WHAT THE TASK REQUIRES - Can you copy out, word for word, the part of the forum thread on Mandarin stop consonants below, starting with "But when you" and going on through "to be voiced."?

PASSAGE PROVIDED -
It seems to me that, the acoustic characteristics of stop consonants in natural languages are very complex.

VOT is often technically used to classify voiced/unvoiced stops, but it's not the case in real speech.

According to my observation, Japanese word-initial b/d/g are often technically voiceless, English word-initial b/d/g are almost voiceless.
I had a test with a native Portuguese speaker and he tended to perceive low-pitched unaspirated p/t/k as voiced consonants.
When I was analyzing my sound record, I found my aspirated and unaspirated consonants were often mixed up. But I was not aware of it and my brain automatically fixed these errors when I heard them.

Our auditory sensation is so unreliable that, without instruments and technical methods, it would be difficult to describe how a sound is produced.

As far as what I can say,

Chinese stops are a little "tense", maybe involve some degree of glottalization.

The first tone and forth tone tend to be tense.
The second tone and third tone tend to be lax.
The first syllable of a phrase is never voiced.
The second syllable of 大不大 and 爸爸 is neutral tone, therefor is often voiced.

But when you speak fast, or the syllable is unstressed, the consonant tends to be laxer (and tends to be voiced).

It's interesting that,
if you are tense, stressed, or upset it causes your vocal cords to become tight and to shorten.
If your vocal cords are tight, they will produce higher frequencies.
Maybe that's why the 1st and 4th tone are less likely to be voiced.

I think pronouncing every stop as voiceless consonant is definitely natural and 地道.
Replacing some unvoiced consonants with voiced ones can make you sound relaxed.


----------



## SuperXW

Nop to the starter. I agree with other native Mandarin speakers. First of all, Pinyin is a unique system for marking Mandarin pronunciations only, which technically only follows its own rules. It uses letters that similar to European phonetics just for practical reason, but, of course they can't be all the same.

To a native speaker, Pinyin marks exactly what a character sounds. *If you get it differently, either you haven't mastered the real Mandarin pronunciations, or you haven't mastered the Pinyin rules.*

To our native Mandarin speakers ears, it's often the English phonetic alphabet who should be modified (I don't know French). When you say "speed", it's obviously not "s-pee-d" but "s-bee-d"...Although this isn't right to say either. It's the result applying Pinyin rules to English.

DATA EXTRACT -

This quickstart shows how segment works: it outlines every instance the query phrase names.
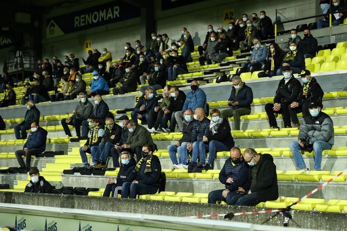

FULL ANSWER -
But when you speak fast, or the syllable is unstressed, the consonant tends to be laxer (and tends to be voiced).

It's interesting that,
if you are tense, stressed, or upset it causes your vocal cords to become tight and to shorten.
If your vocal cords are tight, they will produce higher frequencies.
Maybe that's why the 1st and 4th tone are less likely to be voiced.